══ Passage shown

Monday, December 29, 2008

Viewer Mail #2

Ask your questions in the comments. I will answer them here.
Ever wonder how your toaster works? I will explain.
Want to know the best way to dig a tunnel? Just ask.
She dumped you for a guy who looks like Chris Angel: Mindfreak? I can help.


First, a comment on my last post: I don't like reading long blog posts, so I'm going to try not to write any either. In general, the longer a blog post gets, the more incoherent it becomes. I don't know who came up with the word "blog," but it's pretty perfect. A lot of Germanic words that begin with the "bl" consonant cluster relate to an outward flow of something: bleat, blast, bleed, blow, blare, etc. One bleats, blows, and blasts words in a blog: temperance and restraint are not usually the guiding principles of blogging. The blog is not amenable to long, sustained arguments: these belong elsewhere. Blogs are for bleating, which is what I will try to do from now on.

Religulous: This movie is exactly what you expect. Bill Maher says he wants to figure out why religious people are religious. Instead of any sustained conversation with interesting people about why they believe, he mostly seeks out the nuttiest folks and makes fun of their beliefs. He ends the film with a call-to-action argument directed at atheists. He says atheists should make their voices heard in public debate. What is ironic is that the voice we hear from Maher in the film is condescending and immature, and undoubtedly works against any possibility of dialogue between believers and non-believers.

I am opposed to supporting, tolerating or "respecting" crazy beliefs when those beliefs have proven themselves destructive. Religion falls into this category, but, of course, so do many non-religious belief systems. The biggest trick that religion plays is that it convinces non-believers, because it includes an explicit system of morality, that it is necessary to respect religion even if one doesn't believe in it. This is the conclusion that Maher (and Dawkins, et al) have reached (and I agree with it), but they completely misinterpret what should follow from it. Telling people that you don't respect their beliefs and ridiculing them is counterproductive to the political cause for which they claim to be fighting. I am constantly amazed at the rhetorical failures of the atheist vanguard, but I do understand that they are faced with a difficult question: how does one communicate disrespect without being an asshole?

════

__Set of tasks__
(1) Translate this sentence from the blog post into Spanish: "Blogs are for bleating, which is what I will try to do from now on."
(2) Carry on writing the blog post about the movie Religulous, starting right after its final sentence.
The listing after this point is separate material, unrelated to the blog post.

══ Data excerpts

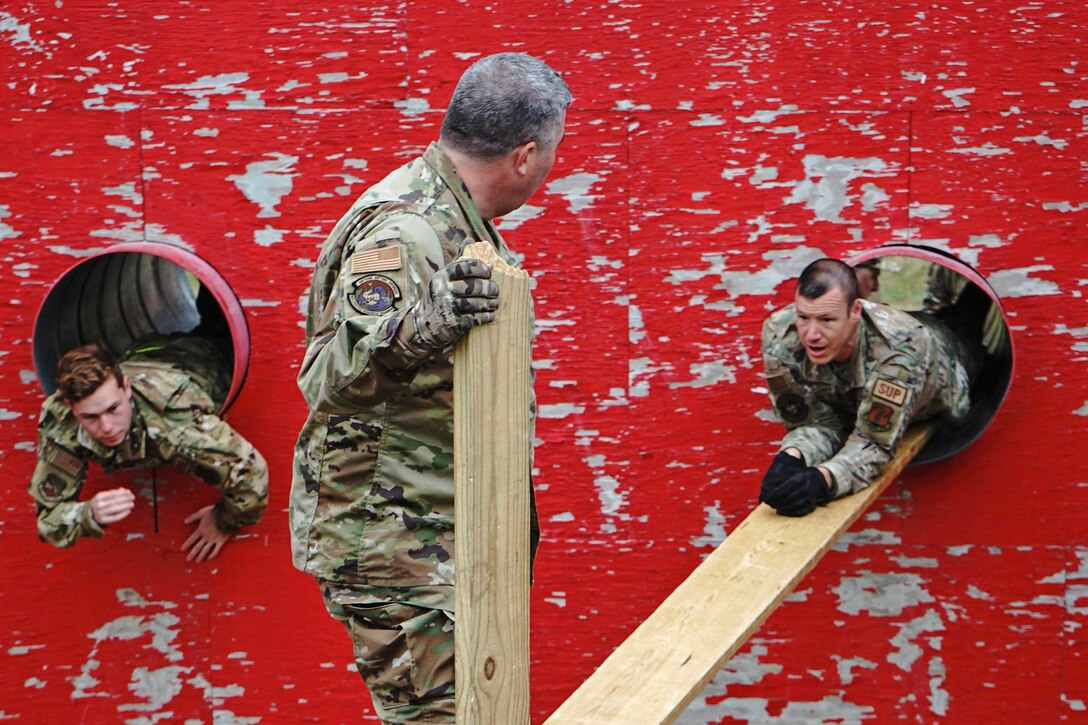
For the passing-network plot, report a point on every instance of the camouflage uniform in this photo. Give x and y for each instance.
(848, 417)
(173, 421)
(372, 495)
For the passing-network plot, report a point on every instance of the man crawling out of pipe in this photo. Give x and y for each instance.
(847, 377)
(156, 405)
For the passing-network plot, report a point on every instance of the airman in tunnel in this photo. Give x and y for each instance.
(847, 377)
(157, 405)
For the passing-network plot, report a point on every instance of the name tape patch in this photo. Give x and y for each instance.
(887, 390)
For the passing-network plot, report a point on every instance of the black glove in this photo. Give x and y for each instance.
(781, 468)
(800, 493)
(458, 297)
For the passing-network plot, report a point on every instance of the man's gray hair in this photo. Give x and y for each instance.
(504, 100)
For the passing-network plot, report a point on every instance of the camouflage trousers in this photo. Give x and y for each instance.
(404, 650)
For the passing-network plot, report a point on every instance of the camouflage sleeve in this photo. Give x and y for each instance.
(54, 487)
(355, 358)
(884, 413)
(207, 446)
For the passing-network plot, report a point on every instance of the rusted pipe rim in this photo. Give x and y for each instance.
(987, 401)
(114, 296)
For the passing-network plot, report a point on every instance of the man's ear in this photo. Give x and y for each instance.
(855, 309)
(523, 156)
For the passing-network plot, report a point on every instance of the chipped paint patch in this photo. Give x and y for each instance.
(7, 231)
(575, 189)
(826, 186)
(266, 183)
(1020, 283)
(880, 594)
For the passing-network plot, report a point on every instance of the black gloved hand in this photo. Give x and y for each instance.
(800, 493)
(459, 296)
(781, 468)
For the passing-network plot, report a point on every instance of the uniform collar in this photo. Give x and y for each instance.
(442, 166)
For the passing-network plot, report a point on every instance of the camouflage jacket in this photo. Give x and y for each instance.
(848, 417)
(372, 494)
(174, 422)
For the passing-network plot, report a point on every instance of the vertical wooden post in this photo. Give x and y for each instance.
(657, 671)
(491, 495)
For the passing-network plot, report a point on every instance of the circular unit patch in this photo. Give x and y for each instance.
(373, 294)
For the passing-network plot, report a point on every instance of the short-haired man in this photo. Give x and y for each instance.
(158, 405)
(847, 377)
(372, 496)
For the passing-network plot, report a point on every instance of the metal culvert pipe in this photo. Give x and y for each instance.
(991, 381)
(131, 291)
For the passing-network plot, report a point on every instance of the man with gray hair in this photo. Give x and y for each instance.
(372, 495)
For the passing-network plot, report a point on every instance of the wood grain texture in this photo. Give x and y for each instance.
(492, 434)
(667, 661)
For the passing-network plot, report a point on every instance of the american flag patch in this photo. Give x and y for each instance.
(66, 462)
(375, 260)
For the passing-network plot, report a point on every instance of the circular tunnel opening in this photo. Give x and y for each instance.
(131, 292)
(928, 281)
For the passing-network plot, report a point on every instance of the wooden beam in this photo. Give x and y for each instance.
(491, 495)
(654, 674)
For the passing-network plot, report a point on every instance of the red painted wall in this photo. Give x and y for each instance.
(712, 149)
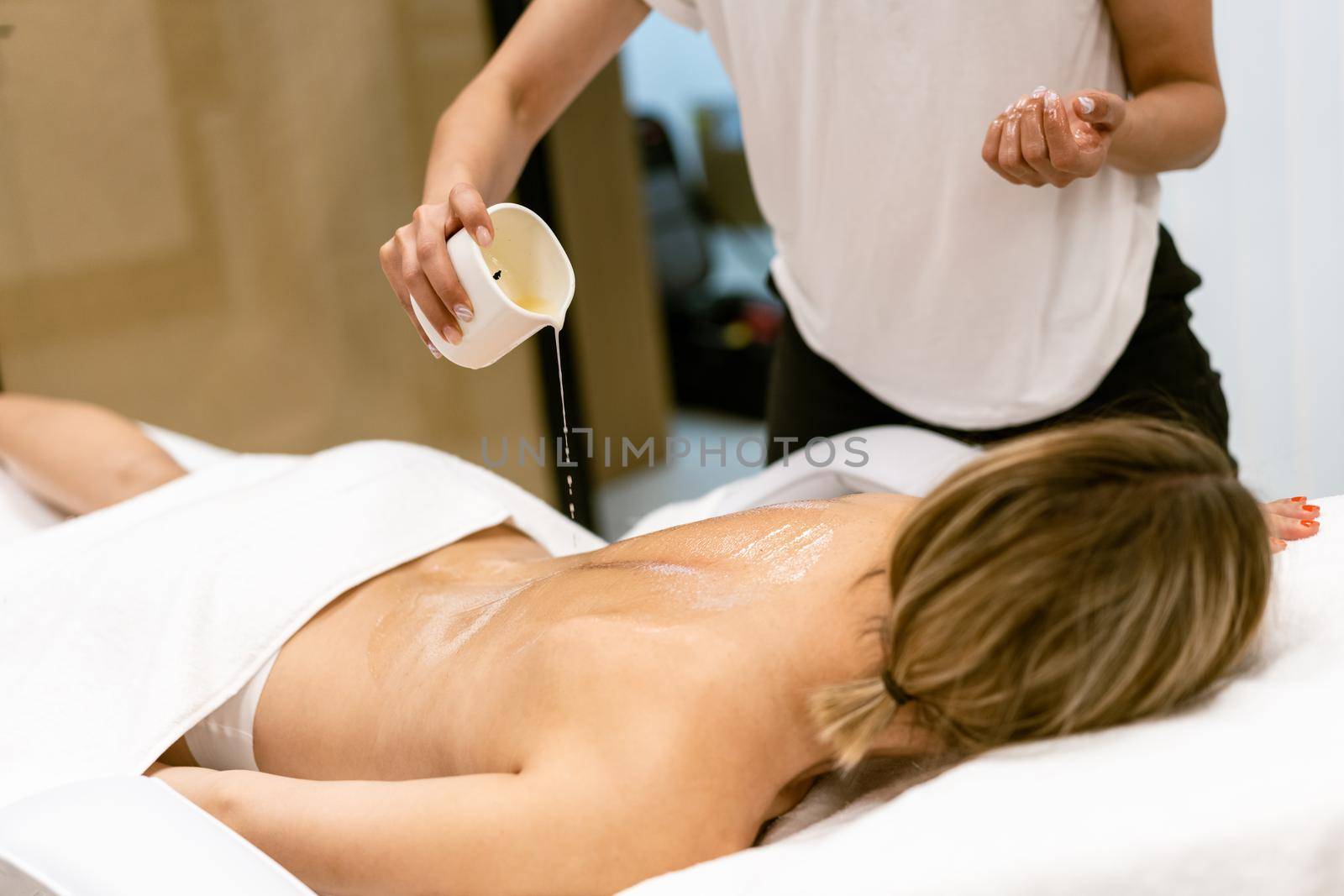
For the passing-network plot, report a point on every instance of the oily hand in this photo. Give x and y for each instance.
(1046, 139)
(417, 265)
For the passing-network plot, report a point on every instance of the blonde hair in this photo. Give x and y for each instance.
(1063, 582)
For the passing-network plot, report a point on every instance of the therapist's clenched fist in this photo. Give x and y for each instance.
(1046, 139)
(417, 265)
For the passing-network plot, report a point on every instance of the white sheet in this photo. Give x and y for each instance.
(1241, 795)
(105, 661)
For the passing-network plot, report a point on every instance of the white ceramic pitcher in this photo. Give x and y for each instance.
(519, 284)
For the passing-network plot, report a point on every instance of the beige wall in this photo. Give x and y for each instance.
(192, 204)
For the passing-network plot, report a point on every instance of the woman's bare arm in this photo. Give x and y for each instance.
(78, 457)
(557, 831)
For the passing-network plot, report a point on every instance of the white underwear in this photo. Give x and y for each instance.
(223, 739)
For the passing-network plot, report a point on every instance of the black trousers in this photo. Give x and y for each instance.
(1163, 372)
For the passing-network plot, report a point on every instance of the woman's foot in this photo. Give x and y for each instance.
(1290, 520)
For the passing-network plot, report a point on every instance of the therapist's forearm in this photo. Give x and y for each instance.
(1169, 127)
(483, 140)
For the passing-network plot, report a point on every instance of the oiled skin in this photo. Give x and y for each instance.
(432, 669)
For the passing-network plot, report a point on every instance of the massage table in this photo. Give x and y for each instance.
(1241, 794)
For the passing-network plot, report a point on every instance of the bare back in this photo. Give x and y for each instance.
(452, 664)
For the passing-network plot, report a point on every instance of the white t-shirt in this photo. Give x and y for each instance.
(940, 288)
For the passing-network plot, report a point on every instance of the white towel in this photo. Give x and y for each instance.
(121, 629)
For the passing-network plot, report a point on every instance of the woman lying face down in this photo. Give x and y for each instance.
(492, 719)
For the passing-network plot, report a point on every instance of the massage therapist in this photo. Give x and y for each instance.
(980, 297)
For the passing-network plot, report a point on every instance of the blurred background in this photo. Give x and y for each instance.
(192, 195)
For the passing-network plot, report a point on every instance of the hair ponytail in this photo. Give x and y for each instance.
(851, 716)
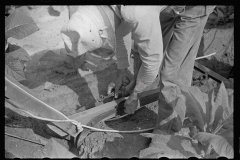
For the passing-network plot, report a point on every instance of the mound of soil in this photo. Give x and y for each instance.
(71, 91)
(120, 145)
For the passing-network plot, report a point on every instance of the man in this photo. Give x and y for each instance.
(182, 28)
(140, 23)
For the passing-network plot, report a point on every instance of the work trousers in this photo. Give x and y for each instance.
(181, 39)
(141, 24)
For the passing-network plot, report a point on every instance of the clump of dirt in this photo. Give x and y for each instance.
(120, 145)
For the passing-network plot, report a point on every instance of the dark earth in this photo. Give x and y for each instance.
(71, 93)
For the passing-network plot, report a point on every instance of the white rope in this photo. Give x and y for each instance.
(205, 56)
(79, 125)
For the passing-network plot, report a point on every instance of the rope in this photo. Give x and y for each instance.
(79, 125)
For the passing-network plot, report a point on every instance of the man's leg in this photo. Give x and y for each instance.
(178, 66)
(147, 35)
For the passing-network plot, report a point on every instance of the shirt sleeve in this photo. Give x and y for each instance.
(123, 45)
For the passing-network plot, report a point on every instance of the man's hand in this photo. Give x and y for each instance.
(132, 103)
(123, 83)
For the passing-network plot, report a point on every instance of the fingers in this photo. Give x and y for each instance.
(117, 86)
(130, 86)
(131, 105)
(110, 87)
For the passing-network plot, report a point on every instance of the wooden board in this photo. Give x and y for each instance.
(211, 73)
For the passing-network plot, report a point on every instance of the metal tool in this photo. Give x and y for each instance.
(14, 136)
(120, 112)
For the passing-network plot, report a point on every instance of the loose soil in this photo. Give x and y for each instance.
(72, 91)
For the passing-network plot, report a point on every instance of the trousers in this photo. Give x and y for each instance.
(182, 34)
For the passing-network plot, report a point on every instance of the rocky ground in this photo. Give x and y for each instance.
(71, 92)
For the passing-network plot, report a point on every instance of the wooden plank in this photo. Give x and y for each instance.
(211, 73)
(109, 108)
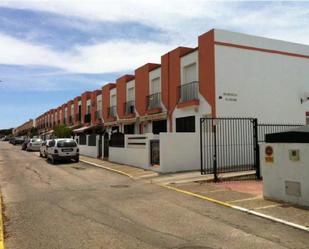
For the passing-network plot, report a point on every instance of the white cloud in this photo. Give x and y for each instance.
(111, 56)
(181, 20)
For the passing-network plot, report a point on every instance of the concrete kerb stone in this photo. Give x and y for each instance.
(203, 197)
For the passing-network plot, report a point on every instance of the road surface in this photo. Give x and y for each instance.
(75, 205)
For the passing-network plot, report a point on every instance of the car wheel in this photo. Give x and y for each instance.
(52, 160)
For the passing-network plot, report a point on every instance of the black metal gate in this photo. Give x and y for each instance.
(232, 144)
(154, 152)
(106, 145)
(100, 147)
(229, 145)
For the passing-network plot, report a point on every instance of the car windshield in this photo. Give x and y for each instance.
(66, 143)
(36, 140)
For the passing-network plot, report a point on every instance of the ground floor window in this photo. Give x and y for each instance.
(82, 139)
(129, 129)
(185, 124)
(92, 140)
(159, 126)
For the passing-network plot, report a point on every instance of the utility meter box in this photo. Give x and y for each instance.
(285, 166)
(294, 155)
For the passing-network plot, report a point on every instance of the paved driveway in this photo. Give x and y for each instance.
(79, 206)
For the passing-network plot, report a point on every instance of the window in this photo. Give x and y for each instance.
(155, 85)
(159, 126)
(189, 73)
(129, 129)
(72, 110)
(113, 100)
(82, 139)
(186, 124)
(88, 107)
(99, 104)
(131, 94)
(66, 143)
(92, 140)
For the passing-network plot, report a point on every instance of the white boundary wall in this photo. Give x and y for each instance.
(91, 151)
(133, 154)
(257, 84)
(282, 170)
(179, 152)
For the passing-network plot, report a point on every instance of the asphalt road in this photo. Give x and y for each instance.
(79, 206)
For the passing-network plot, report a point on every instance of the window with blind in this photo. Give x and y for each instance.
(189, 73)
(155, 85)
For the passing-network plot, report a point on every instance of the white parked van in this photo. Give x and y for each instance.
(34, 144)
(62, 149)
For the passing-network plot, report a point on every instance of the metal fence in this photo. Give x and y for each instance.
(228, 145)
(232, 144)
(264, 129)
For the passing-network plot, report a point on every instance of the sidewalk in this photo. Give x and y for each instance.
(245, 196)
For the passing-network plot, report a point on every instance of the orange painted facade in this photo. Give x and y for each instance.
(170, 82)
(85, 97)
(207, 68)
(69, 117)
(106, 102)
(94, 117)
(121, 86)
(76, 111)
(169, 95)
(142, 87)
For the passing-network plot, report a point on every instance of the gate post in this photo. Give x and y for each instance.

════

__Activity answers__
(1) Los blogs son para balar, que es lo que intentaré hacer de ahora en adelante.

(2)
It is necessary to communicate disrespect, because as long as religion is respected as a source of truth and guidance (even when one does not believe in it), it will continue to exert influence in the public sphere. The atheist vanguard's political focus is to secularize the public sphere, so it is rhetorically necessary to erode the perception that religion is the fundamental source of morality in Western cultures. The only way to do this is to divest people of the illusion that religion should be respected even when one doesn't believe in it, and to argue that morality is not actually grounded in religion (which is why I think that all of these genetic explanations for why we love, care, nurture, etc., while completely false, are politically advantageous for the non-religious).

I don't have a good answer for how to respectfully argue that a belief system should not be respected. It's a difficult problem. I do know, however, that being overtly disrespectful toward a system that you don't believe deserves respect is not a successful argumentative strategy. It's just a good way to get people to hate you more. Maher's film does for secularism what the Spice Girls' "Girl Power" did for feminism: it dresses itself up in politically progressive clothing but its specific content undercuts the goals of the politics with which it claims to associate itself.